» Task details:
Could you collect every line in the items below that contains the word "target"?

━━━

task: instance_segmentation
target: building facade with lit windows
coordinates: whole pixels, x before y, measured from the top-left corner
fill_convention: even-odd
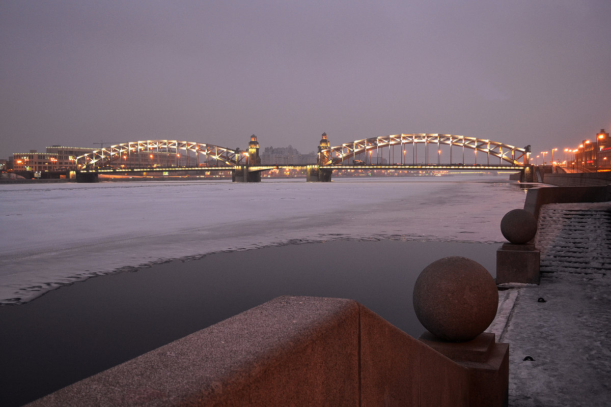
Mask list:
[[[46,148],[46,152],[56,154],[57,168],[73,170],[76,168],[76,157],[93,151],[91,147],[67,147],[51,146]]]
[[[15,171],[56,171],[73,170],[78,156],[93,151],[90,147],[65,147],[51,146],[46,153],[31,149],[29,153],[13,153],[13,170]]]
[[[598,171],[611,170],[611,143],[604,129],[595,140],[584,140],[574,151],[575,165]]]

━━━

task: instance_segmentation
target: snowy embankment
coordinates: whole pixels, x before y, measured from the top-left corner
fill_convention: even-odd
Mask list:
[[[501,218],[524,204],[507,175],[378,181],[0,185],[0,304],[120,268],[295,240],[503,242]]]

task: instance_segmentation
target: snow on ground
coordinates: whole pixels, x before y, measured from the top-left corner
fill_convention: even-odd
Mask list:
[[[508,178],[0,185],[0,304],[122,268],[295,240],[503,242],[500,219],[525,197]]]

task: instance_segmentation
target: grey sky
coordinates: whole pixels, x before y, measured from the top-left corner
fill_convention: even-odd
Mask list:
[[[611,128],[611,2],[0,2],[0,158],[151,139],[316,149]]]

━━━

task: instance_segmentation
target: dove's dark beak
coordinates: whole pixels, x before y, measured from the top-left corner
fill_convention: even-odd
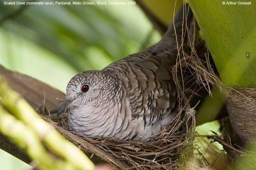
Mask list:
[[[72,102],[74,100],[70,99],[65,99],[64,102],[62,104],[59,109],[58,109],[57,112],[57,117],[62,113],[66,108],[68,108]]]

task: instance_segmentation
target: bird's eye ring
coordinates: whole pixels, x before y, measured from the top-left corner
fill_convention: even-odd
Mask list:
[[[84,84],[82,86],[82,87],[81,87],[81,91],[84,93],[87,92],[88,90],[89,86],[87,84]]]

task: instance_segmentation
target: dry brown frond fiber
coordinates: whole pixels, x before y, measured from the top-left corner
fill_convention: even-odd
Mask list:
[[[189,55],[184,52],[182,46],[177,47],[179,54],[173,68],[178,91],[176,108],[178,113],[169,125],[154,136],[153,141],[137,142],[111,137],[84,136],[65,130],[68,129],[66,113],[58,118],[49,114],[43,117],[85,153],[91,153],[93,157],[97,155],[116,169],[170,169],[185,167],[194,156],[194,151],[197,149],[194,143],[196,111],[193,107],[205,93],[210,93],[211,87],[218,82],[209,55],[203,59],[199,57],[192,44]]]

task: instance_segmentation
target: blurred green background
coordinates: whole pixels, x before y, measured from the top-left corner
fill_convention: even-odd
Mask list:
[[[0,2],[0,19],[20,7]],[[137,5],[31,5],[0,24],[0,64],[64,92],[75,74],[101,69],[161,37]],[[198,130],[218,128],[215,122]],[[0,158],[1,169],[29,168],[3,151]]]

━━━

» Correct response:
target: building facade with lit windows
target: snowy embankment
target: snow on ground
target: grey sky
target: dove's dark beak
target: bird's eye ring
target: dry brown frond fiber
target: blurred green background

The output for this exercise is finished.